*** EXTRACTED TEXT ***

For one thing, the new MacBook Pro is expensive. The 15-inch low-end machine with Retina Display costs $400 more than the comparable standard-display MacBook Pro. A souped-up MacBook Air now costs $300 less than the low-end MacBook Pro and it’s more portable, with longer battery life. So, in essence, we’re paying $700 more for … a retina display? (It’s got more of both system RAM and video RAM, also.) There are more portable notebooks out there; the 15-inch MacBook Pro doesn’t mean anything other than Apple is transitioning away from mechanical hard drives and optical drives in its MacBook Pro models. Rather than insist that every notebook will one day become an iPad, it’s more likely that every notebook will become a MacBook Air.

Apple is also taking its own steps to ensure that its laptops are not going to be obsolete. An iDevice’s file system is a black box into which no man may go. Applications save documents and preferences into fenced-off areas of the disk, and there’s no native file system browser. This is as much for security as it is for anything else: the phone companies don’t want to open the device’s file system for modification, where a knowledgable hacker might find a way either to get some free phone calls by modifying the phone software or do some damage to the cellular network. (Then again, this hasn’t stopped even more knowledgable hackers from cracking the iOS firmware, but at least those phones are out of warranty.)

*** End of EXTRACTED TEXT ***
*** EXTRACTED DATA ***

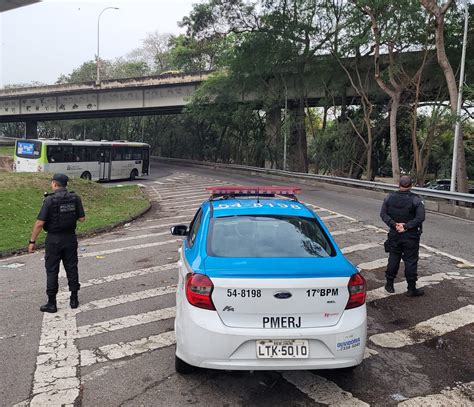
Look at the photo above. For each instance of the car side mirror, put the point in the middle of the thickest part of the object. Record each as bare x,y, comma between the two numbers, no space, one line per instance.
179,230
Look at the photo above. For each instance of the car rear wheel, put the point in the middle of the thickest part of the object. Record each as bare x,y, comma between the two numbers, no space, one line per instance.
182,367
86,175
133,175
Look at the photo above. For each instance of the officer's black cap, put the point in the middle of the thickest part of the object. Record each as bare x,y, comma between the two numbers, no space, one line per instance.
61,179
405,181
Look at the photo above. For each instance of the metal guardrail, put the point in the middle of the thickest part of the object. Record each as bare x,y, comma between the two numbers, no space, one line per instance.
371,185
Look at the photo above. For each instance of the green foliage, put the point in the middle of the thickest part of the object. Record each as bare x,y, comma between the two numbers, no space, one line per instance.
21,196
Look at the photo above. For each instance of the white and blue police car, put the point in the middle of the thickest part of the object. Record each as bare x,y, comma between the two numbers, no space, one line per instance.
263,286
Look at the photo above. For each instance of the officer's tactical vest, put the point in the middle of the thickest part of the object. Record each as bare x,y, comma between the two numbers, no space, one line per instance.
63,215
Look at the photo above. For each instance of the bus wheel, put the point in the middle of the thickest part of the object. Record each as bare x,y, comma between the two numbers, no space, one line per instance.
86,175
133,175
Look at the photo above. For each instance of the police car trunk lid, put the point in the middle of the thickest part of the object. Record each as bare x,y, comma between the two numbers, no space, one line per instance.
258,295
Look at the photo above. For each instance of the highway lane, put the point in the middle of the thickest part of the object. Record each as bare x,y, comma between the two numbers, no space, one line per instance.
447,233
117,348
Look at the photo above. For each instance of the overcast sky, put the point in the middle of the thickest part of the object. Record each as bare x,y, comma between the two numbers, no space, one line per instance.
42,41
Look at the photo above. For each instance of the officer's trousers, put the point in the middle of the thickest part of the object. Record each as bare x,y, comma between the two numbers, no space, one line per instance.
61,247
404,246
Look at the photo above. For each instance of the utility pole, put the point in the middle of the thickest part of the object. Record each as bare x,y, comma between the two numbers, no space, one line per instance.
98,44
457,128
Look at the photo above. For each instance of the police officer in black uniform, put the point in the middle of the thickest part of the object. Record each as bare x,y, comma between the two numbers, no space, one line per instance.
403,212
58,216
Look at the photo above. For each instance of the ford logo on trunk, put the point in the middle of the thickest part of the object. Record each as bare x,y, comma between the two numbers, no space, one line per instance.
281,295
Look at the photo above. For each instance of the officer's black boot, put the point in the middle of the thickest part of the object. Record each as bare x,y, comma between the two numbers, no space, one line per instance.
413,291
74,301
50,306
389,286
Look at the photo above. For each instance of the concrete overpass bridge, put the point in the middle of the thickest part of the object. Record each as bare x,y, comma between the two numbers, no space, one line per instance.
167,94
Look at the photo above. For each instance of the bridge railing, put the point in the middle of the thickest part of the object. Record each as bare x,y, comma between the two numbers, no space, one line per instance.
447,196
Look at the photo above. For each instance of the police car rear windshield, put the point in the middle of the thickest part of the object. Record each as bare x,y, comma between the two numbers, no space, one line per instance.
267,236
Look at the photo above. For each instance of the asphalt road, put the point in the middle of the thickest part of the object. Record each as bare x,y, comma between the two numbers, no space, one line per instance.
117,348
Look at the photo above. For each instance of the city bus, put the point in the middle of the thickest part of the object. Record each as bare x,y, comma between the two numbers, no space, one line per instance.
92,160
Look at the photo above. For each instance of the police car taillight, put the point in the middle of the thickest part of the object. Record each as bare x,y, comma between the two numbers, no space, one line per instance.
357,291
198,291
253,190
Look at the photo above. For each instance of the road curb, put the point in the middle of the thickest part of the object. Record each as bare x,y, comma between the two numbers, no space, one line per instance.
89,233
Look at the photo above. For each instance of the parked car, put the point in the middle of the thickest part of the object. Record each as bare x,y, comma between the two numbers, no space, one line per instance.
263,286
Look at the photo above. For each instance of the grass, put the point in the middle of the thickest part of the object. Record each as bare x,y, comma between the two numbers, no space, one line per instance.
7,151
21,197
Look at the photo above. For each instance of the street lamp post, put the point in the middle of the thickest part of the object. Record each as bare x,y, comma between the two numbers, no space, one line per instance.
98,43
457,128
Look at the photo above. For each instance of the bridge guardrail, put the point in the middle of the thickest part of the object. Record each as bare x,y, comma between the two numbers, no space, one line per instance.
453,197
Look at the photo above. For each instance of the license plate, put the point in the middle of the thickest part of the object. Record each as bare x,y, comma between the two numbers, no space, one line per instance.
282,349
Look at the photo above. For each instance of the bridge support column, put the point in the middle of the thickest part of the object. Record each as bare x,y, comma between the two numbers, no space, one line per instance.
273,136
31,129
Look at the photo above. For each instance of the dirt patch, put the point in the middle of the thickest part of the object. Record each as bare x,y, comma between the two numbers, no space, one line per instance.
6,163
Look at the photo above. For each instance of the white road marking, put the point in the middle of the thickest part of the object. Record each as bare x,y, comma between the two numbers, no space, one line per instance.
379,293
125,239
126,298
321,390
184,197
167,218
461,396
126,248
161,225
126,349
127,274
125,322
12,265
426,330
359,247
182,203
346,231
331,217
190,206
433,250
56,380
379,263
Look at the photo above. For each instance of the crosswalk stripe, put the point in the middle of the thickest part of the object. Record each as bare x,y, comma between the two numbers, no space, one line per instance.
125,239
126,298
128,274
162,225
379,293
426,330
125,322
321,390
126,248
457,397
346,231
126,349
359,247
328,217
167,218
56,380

*** End of EXTRACTED DATA ***

> _STUDY QUESTIONS_
• a. For each statement, say whether it agrees with the passage about the new MacBook Pro, and quote the words from the passage that decide it: (i) The 15-inch low-end Retina Display model costs more than the comparable standard-display MacBook Pro. (ii) A souped-up MacBook Air costs more than the low-end MacBook Pro. (iii) An iDevice comes with a native file system browser.
• b. Carry on writing the passage about the new MacBook Pro from the point where it stops.
The records have no connection to the passage about the new MacBook Pro.

> _EXPECTED RESPONSES_
• a.
(i) Yes: "The 15-inch low-end machine with Retina Display costs $400 more than the comparable standard-display MacBook Pro."
(ii) No: "A souped-up MacBook Air now costs $300 less than the low-end MacBook Pro"
(iii) No: "there’s no native file system browser."

• b.
Cynical as onlookers might be about Apple’s attempt to rein in the user’s experience, placing it more and more under Apple’s control (for example, in Mac OS 10.7, the Library folders are hidden by default), I seriously doubt there will come a day when Mac OS X becomes a similar black box. Preventing users from moving files around the file system would be bad for business,especially for Apple’s business clients, who are largely graphic-oriented users who need to move things around all the time.

So, the answer to the question “In three years’ time, what will be the difference between a $499 iPad and a $999 MacBook?” is, “A built-in keyboard, holes for peripherals, and a different operating system.” Perhaps as far as Grandma is concerned, there will be no difference; she doesn’t need to browse the file system. But for everyone else who plugs in USB devices, moves things around, and needs a big screen, yes there will be a difference. A look at Mountain Lion’s features shows not that iOS features like Message Center are replacing anything in iOS; they’re augmenting features in Mac OS. Message Center can run across all your devices now, for example. For a company interested in destroying its own desktop operating system, it seems to be sinking a lot more of its resources into adding features to its desktop operating system that integrate it into an Apple digital lifestyle system.

This integration makes business sense. Since the iPod, the Apple business model has been to hook the user on a single Apple product and then draw him into the Apple universe. Want an iPod? Sure, but iTunes works only on Mac OS (this has changed since). That iLife looks pretty nice — but it’s for Macs only. And so on. Apple products play nicely with each other because a user who wants a digital lifestyle that “just works” goes to the Apple Store and comes back with a MacBook Pro, an iPhone, an iPad, a Time Capsule, and an Apple TV. It’s true that Apple currently makes more money from its consumer electronics side than it does its computer side, but one draws in the other. Apple wouldn’t throw away a revenue stream as significant as the notebook computer division. (That’s more of an HP-style decision.)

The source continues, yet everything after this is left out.